== Texto del documento ==
···

El 1 de febrero de 1965, las Misioneras de la Caridad recibieron el reconocimiento pontificio de Pablo VI. En la homilía que el internuncio del Papa ofreció a las Misioneras resonaron tres ideas como fundamentales en el camino de la joven congregación: dependencia de Dios día tras día; desprendimiento de los bienes de este mundo y dedicación. A aquellos días pertenecen las siguientes palabras de Madre Teresa: “Mira lo que hace Nuestro Señor: se derrama a Sí mismo sobre la pequeña congregación y, sin embargo, toma cada gota de consuelo de mi propia alma. Me alegra que sea así porque solo quiero que Jesús en la congregación sea más y más, y yo sea menos y menos.”
La obra de Madre Teresa siguió extendiéndose dentro de la India a través de multitud de labores asistenciales: atención a los enfermos de tuberculosis, programas de nutrición, refugios para los moribundos e indigentes, guarderías infantiles, escuelas primarias y secundarias, escuelas de oficios y asistencia en epidemias, revueltas sociales o desastres naturales, como el ciclón que en 1977 asolara el Estado de Andhra Pradesh causando miles de muertos y dejando sin hogar a más de dos millones de personas.

···

(Elementos de una fuente de datos)

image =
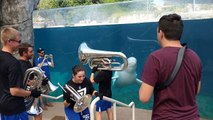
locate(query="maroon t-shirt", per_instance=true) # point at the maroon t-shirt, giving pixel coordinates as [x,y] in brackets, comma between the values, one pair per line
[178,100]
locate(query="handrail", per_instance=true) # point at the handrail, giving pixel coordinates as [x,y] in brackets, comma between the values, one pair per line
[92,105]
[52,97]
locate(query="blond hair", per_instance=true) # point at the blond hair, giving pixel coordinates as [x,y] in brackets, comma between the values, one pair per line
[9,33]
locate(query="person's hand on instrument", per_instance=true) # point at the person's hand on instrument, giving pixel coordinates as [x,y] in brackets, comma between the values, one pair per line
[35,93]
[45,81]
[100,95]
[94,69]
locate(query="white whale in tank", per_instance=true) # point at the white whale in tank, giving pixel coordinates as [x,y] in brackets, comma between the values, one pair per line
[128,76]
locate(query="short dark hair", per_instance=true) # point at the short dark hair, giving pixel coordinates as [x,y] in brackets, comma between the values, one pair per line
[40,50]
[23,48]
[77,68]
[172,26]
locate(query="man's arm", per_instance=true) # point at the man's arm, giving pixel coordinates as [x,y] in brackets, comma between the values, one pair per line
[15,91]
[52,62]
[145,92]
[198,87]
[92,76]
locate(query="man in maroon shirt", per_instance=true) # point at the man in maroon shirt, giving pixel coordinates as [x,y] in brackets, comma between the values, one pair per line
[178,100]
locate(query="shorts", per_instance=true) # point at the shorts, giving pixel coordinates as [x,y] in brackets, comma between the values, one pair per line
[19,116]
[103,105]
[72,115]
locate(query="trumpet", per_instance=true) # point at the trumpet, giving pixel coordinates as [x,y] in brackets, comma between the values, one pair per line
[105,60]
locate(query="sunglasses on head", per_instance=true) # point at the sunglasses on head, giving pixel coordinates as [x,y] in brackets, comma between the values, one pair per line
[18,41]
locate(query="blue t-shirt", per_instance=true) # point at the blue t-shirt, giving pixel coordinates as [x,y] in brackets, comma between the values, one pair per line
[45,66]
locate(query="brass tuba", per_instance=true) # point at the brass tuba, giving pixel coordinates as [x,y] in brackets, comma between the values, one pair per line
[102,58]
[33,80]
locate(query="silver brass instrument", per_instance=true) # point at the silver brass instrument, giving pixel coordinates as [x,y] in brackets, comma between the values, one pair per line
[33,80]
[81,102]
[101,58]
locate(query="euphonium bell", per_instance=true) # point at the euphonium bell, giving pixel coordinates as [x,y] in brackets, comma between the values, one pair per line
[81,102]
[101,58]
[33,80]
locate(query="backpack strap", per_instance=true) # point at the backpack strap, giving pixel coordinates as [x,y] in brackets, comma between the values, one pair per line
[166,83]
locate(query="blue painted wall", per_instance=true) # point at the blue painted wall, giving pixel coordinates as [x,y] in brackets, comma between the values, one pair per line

···

== Tareas a realizar ==
a - Traduce al inglés esta oración del texto sobre Madre Teresa: "El 1 de febrero de 1965, las Misioneras de la Caridad recibieron el reconocimiento pontificio de Pablo VI."
b - Prolonga el texto sobre Madre Teresa a partir de su última oración.

== Respuestas dadas ==
a - On February 1, 1965, the Missionaries of Charity received papal recognition from Paul VI.

b -
misión universal de amor
Pero la labor de Madre Teresa y sus misioneras estaba llamada a extenderse por todo el mundo en lo que Pablo VI describiera como una “misión universal de amor”. Así, en 1965 recibió la invitación de la Iglesia para crear en Venezuela la primera fundación de la congregación fuera de su país de origen. En Cocorote, una pequeña ciudad del interior, las misioneras convirtieron una rectoría abandonada en la nueva casa del Señor, donde comenzaron a dar clases de mecanografía, costura e inglés a las jóvenes de la zona a quienes deseaban inculcar un sentido de la propia dignidad a través de su formación. Las hermanas también visitaban a los pobres y enfermos de la vecindad y preparaban a los niños para la primera comunión y la confirmación. Permanentemente trabajaban por responder a las necesidades materiales, humanas y espirituales de las gentes del lugar, lo que pronto les valió el reconocimiento y agradecimiento de las mismas.
En 1968 la Madre Teresa recibió del Papa Pablo VI la petición de asistir a los pobres de Roma. La idea la sorprendió enormemente por referirse a una ciudad en la que ya trabajaban veintidós mil monjas pertenecientes a mil doscientas órdenes, pero Teresa no pudo declinar la invitación del Papa y, en una humilde casa enclavada en el barrio más mísero de la ciudad, comenzó su labor con los refugiados de Sicilia y Cerdeña privados de beneficios estatales como la asistencia médica y la seguridad social.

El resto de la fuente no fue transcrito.